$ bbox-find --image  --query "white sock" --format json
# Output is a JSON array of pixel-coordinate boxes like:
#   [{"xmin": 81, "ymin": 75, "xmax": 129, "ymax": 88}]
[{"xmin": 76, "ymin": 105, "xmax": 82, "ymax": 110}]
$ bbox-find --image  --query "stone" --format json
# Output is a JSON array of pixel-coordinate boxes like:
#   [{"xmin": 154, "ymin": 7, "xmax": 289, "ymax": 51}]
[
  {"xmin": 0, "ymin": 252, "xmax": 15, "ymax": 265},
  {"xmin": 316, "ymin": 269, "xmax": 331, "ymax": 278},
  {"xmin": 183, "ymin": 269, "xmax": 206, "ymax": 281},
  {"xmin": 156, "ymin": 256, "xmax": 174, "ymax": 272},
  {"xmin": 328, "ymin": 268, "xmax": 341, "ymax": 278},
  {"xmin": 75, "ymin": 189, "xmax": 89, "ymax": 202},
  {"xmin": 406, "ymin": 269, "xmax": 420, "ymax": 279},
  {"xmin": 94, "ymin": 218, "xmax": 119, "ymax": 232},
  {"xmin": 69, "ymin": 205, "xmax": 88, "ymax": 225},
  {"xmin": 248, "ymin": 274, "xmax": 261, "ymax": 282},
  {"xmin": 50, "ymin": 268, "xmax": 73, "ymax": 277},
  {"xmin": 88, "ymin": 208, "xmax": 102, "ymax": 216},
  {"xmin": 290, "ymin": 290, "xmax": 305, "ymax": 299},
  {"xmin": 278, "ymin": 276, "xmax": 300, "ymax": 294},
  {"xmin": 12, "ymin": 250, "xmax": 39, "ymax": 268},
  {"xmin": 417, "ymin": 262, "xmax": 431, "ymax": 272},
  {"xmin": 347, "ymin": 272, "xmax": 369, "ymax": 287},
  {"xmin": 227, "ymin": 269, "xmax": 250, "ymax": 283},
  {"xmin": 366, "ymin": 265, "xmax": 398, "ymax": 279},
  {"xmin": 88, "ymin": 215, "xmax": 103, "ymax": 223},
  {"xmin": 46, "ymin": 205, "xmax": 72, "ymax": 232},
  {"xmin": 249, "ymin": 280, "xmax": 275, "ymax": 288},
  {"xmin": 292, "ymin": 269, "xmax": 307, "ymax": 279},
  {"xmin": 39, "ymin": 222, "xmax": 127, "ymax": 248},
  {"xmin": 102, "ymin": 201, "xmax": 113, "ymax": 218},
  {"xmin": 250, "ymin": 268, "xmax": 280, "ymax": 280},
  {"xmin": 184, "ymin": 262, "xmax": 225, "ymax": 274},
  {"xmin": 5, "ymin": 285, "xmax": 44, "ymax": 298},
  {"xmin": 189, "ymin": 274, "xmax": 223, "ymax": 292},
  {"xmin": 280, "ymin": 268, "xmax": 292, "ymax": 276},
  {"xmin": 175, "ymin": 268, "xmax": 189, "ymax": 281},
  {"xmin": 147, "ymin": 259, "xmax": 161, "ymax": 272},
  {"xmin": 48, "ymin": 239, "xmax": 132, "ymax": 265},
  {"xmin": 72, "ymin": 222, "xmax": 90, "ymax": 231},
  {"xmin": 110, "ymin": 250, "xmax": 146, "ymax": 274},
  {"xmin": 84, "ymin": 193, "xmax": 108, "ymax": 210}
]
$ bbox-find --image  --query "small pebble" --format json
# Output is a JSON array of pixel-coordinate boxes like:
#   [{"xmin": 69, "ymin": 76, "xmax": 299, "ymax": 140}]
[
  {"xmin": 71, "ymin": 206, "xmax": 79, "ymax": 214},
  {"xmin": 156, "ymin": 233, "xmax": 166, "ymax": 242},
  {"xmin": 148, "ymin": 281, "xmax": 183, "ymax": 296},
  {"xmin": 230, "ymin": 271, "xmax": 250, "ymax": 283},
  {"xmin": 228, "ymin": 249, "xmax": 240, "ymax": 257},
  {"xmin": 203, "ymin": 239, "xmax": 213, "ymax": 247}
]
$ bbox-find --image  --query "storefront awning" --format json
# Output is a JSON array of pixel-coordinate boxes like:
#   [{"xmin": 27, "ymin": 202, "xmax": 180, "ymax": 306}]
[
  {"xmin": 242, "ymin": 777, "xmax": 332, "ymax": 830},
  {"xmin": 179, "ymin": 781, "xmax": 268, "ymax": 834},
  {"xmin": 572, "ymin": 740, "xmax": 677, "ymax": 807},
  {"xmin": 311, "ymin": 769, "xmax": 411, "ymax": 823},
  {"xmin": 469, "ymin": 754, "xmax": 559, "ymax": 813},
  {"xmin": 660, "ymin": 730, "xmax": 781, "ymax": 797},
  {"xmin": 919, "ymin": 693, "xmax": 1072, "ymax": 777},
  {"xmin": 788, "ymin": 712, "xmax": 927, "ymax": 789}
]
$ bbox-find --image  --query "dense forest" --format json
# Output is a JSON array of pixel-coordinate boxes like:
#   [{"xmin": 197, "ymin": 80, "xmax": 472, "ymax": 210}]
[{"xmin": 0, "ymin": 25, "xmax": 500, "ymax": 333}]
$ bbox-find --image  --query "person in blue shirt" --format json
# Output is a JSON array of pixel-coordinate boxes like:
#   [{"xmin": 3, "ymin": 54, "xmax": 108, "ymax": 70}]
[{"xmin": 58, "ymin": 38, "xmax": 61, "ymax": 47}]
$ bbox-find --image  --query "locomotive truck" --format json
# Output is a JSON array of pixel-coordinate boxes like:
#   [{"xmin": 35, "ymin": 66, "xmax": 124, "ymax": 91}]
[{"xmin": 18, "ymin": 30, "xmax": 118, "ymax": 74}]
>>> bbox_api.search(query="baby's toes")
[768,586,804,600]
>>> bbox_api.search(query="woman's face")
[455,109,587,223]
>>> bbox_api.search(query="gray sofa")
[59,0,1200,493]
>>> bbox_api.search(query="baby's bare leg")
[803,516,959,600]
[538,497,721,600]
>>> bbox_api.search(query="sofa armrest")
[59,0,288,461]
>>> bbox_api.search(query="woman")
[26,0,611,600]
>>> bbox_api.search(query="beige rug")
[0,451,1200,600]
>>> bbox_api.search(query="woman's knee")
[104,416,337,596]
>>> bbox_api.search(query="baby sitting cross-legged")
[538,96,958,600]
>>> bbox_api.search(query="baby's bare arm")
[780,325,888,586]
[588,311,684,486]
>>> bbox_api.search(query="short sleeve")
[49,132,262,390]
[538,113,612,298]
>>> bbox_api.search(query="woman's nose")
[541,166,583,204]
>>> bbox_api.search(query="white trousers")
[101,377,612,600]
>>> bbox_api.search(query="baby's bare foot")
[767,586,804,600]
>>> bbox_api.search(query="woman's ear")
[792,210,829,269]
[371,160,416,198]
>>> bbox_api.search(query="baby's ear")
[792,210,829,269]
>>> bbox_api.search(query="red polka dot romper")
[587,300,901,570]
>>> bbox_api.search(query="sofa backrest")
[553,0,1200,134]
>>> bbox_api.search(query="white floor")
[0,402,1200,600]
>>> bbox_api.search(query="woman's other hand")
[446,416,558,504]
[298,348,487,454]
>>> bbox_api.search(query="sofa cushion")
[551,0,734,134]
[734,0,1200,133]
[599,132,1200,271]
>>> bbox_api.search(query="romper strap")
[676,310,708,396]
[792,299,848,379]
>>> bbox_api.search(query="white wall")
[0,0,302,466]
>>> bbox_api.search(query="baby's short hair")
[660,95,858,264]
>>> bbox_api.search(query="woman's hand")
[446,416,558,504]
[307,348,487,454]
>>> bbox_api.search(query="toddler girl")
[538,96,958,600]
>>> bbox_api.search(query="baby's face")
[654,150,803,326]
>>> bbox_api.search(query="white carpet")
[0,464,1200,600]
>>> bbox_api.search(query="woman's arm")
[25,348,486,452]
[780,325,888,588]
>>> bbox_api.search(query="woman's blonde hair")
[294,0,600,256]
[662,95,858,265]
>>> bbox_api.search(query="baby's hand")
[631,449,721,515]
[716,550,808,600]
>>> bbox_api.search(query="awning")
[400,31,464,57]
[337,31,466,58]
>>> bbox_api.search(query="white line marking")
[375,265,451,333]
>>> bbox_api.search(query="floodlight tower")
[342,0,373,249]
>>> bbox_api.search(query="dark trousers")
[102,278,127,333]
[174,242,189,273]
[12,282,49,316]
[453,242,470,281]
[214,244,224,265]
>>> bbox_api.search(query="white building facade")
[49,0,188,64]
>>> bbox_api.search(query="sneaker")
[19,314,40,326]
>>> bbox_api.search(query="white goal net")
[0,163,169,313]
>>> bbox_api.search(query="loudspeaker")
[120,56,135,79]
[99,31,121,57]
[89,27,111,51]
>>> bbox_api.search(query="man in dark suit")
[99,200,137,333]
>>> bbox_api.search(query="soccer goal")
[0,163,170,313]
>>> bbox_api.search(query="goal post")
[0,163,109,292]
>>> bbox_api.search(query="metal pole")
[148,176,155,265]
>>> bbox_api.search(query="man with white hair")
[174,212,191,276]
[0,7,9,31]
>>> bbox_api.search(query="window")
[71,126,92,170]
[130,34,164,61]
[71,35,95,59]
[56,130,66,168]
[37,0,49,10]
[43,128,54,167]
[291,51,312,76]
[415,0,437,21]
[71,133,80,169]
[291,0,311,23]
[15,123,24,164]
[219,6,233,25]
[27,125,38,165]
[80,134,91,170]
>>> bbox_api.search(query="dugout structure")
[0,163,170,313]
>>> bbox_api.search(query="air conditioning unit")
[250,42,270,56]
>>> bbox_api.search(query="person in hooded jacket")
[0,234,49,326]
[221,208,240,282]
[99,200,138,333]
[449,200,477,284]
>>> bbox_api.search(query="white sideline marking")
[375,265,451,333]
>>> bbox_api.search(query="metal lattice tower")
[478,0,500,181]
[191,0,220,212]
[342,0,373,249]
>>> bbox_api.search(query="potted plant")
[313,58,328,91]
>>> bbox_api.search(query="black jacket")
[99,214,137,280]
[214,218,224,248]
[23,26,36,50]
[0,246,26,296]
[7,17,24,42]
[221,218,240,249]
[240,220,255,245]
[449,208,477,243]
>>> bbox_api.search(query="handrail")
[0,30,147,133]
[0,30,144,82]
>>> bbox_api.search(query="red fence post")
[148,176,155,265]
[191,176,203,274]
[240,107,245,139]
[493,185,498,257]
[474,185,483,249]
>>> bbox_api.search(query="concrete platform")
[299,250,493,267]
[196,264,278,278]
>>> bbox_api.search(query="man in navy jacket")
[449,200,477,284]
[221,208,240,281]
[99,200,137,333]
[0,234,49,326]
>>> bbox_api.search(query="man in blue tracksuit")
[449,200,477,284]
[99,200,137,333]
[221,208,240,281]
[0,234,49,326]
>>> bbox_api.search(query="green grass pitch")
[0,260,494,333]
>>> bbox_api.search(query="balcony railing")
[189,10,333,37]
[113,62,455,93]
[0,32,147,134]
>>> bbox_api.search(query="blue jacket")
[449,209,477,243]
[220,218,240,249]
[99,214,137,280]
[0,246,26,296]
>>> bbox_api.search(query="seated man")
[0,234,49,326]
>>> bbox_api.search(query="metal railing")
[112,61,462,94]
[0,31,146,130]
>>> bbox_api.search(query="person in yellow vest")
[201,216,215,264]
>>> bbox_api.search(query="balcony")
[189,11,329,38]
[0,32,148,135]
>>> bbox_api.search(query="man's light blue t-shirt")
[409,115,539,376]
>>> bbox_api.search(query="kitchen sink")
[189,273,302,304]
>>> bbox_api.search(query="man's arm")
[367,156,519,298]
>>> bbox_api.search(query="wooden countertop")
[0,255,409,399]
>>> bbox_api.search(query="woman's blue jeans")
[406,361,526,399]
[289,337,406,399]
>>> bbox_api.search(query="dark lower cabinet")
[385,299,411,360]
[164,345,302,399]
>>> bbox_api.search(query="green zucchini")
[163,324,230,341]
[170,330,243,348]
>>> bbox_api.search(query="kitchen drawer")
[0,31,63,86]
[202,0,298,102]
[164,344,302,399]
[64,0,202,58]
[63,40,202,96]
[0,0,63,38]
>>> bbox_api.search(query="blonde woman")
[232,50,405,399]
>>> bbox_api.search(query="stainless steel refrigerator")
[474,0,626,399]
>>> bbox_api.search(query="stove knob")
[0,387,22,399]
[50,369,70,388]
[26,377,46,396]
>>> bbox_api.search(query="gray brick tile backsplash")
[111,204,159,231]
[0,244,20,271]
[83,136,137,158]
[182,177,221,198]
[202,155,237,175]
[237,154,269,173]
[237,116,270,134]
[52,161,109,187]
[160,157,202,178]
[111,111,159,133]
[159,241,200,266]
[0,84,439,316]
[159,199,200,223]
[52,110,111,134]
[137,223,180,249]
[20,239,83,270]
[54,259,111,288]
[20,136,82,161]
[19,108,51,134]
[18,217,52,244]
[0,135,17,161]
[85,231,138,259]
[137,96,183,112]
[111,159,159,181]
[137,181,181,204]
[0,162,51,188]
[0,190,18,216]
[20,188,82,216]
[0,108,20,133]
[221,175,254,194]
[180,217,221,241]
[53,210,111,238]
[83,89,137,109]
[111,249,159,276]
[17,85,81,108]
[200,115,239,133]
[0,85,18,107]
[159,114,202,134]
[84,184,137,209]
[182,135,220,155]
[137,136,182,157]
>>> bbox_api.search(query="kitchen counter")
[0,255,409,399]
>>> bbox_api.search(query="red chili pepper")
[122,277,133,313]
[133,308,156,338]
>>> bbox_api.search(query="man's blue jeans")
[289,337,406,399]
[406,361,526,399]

*Problem:* Collect every line of the material that contains the string "baby".

*Solution for this exercise:*
>>> bbox_api.search(query="baby's toes")
>>> bbox_api.search(query="baby's bare leg")
>>> bbox_api.search(query="baby sitting cross-legged")
>>> bbox_api.search(query="baby's bare arm")
>>> bbox_api.search(query="baby's bare foot")
>>> bbox_api.search(query="baby's ear")
>>> bbox_api.search(query="baby's short hair")
>>> bbox_api.search(query="baby's face")
>>> bbox_api.search(query="baby's hand")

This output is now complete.